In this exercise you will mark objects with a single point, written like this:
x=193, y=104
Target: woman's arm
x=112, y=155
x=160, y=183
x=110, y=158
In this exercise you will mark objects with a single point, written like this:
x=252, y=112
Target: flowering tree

_Problem:_ Scale the listing above by writing out all of its lines again, requests included. Multiply every x and y coordinate in the answers by 1.45 and round each result to a whole number, with halves rounded up. Leave the numbers in the requests and their format samples as they are.

_Answer:_
In this exercise you will mark objects with a single point, written like this:
x=193, y=104
Target: woman's arm
x=162, y=225
x=232, y=265
x=160, y=229
In this exercise you will mark objects with a single point, written like this:
x=252, y=112
Target: flowering tree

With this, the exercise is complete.